[START PASSAGE]
Benjamin Franklin Papers

From Benjamin Franklin to William Strahan, 7 December 1762

To William Strahan

ALS: Pierpont Morgan Library

Philada. Dec. 7. 1762

Dear Friend,

I wrote you some time since8 to acquaint you with my Arrival, and the kind Reception I met with from my old and many new Friends, notwithstanding Dr. Smith’s false Reports in London of my Interest, as declining here. I could not wish for a more hearty Welcome, and I never experienc’d greater Cordiality.

We had a long Passage, near ten Weeks from Portsmouth to this Place, but it was a pleasant one;9 for we had ten Sail in Company and a Man of War to protect us.1 It was the Scarborough, Capt. Stott, who took the greatest Care of his little Convoy that can be imagined, and brought us all safely to our several Ports. I wish you would mention this to his Honour in your Paper. We had pleasant Weather and fair Winds, and frequently visited and dined from Ship to Ship; we call’d too at the delightful Island of Madeira, by way of half-way House, where we replenish’d our Stores, and took in many Refreshments. It was the time of their Vintage, and we hung the Cieling of the Cabin with Bunches of fine Grapes, which serv’d as a Disert at Dinner for some Weeks afterwards. The Reason of our being so long at Sea, was, that sailing with a Convoy, we could none of us go faster than the slowest, being oblig’d every day to shorten Sail or lay by till they came up; this was the only Inconvenience of our having Company, which was abundantly made up to us by the Sense of greater Safety, the mutual good Offices daily exchanged, and the other Pleasures of Society.

I have no Line from you yet, but I hope there is a Letter on its way to me.2

My Son is not arrived, and I begin to think he will spend the Winter with you.3 Mr. Hall I suppose writes by this Ship.4 I mention’d what you desir’d in your Letter to me at Portsmouth;5 he informs me he has made some Remittances since I left England, and shall as fast as possible clear the Account. He blames himself for ordering so large a Cargo at once, and will keep more within Bounds hereafter.

Mr. Hall sends you I believe, for Sale, some Poetic Pieces of our young Geniuses;6 it would encourage them greatly if their Performances could obtain any favourable Reception in England; I wish therefore you would take the proper Steps to get them recommended to the Notice of the Publick as far at least as you may find they deserve. I know that no one can do this better than your self.
[END PASSAGE]
[START GIVEN DATA]
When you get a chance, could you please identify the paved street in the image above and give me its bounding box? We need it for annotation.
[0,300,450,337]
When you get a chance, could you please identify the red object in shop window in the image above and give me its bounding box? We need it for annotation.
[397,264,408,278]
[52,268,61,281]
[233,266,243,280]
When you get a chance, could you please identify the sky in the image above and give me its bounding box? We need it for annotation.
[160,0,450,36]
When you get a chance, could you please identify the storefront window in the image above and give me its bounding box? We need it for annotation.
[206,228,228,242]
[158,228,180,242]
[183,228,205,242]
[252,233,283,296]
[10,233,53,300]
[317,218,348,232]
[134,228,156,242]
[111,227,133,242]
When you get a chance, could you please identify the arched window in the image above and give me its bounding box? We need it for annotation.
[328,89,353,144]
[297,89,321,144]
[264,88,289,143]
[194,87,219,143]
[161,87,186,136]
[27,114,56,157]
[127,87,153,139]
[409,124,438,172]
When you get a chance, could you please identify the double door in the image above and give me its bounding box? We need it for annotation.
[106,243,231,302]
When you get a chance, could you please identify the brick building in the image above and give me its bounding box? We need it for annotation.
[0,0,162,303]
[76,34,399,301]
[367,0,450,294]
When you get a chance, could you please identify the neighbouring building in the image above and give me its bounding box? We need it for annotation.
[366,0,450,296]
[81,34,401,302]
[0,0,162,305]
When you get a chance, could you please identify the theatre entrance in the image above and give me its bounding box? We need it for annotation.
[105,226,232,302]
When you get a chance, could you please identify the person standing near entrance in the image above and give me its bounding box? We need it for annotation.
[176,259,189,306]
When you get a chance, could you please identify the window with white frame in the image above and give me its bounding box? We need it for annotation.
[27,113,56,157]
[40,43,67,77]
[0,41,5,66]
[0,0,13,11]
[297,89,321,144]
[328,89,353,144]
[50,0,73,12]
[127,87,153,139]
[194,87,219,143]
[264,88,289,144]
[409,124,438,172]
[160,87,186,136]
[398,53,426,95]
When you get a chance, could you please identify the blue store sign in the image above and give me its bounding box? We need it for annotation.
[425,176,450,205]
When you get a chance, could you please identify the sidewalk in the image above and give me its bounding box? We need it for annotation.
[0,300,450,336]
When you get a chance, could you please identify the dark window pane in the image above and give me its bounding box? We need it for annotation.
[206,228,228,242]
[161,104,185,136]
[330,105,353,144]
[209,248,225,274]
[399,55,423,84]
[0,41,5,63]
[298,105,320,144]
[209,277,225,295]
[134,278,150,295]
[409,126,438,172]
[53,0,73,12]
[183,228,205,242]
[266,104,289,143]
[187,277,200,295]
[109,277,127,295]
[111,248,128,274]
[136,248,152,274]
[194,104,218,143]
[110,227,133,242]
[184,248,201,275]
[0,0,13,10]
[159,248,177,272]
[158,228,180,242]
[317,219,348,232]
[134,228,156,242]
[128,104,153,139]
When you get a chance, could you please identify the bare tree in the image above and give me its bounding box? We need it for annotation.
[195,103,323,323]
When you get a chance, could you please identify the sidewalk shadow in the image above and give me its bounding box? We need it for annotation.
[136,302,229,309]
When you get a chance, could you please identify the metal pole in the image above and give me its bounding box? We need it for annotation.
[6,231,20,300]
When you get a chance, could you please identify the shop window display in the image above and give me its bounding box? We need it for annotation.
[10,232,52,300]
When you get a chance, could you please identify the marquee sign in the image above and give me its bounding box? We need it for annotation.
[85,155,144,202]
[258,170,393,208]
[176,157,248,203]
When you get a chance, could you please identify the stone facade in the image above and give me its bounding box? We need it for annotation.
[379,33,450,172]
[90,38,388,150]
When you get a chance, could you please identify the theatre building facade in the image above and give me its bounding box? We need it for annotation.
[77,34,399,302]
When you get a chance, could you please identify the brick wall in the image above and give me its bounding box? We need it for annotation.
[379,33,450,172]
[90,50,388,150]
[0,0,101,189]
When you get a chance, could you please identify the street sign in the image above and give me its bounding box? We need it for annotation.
[END GIVEN DATA]
▸ **TASK INSTRUCTIONS**:
1) Copy Franklin's letter to Strahan from "From Benjamin Franklin" to "experienc’d greater Cordiality.", swapping "Cordiality" for "Warmth".
2) Carry on Franklin's letter to Strahan from its last sentence.
The data have nothing to do with what comes next.

▸ **RESPONSES**:
1)
From Benjamin Franklin to William Strahan, 7 December 1762

To William Strahan

ALS: Pierpont Morgan Library

Philada. Dec. 7. 1762

Dear Friend,

I wrote you some time since8 to acquaint you with my Arrival, and the kind Reception I met with from my old and many new Friends, notwithstanding Dr. Smith’s false Reports in London of my Interest, as declining here. I could not wish for a more hearty Welcome, and I never experienc’d greater Warmth.

2)
You have doubtless long since done Rejoicing on the Conquest of the Havana.7 It is indeed a Conquest of great Importance; but it has cost us dear, extreamly dear, when we consider the Havock made in our little brave Army by Sickness. I hope it will, in the Making of Peace, procure us some Advantages in Commerce or Possession that may in time countervail the heavy Loss we have sustained in that Enterprize.8

I must joyn with David in petitioning that you would write us all the Politicks; you have an Opportunity of hearing them all, and no one that is not quite in the Secret of Affairs can judge better of them. I hope the crazy Heads that have been so long raving about Scotchmen and Scotland, are by this time either broke or mended.9

My Dear Love to Mrs. Strahan, and bid her be well for all our sakes. Remember me affectionately to Rachey and my little Wife, and to your promising Sons, my young Friends Billy, George and Andrew.1 God bless you and let me find you well and happy when I come again to England; happy England! My Respects to Mr. Johnson; I hope he has got the Armonica in order before this time, and that Rachey plays daily with more and more Boldness and Grace, to the absolute charming of all her Acquaintance.

In two Years at farthest I hope to settle all my Affairs in such a Manner, as that I may then conveniently remove to England, provided we can persuade the good Woman to cross the Seas.2 That will be the great Difficulty: but you can help me a little in removing it.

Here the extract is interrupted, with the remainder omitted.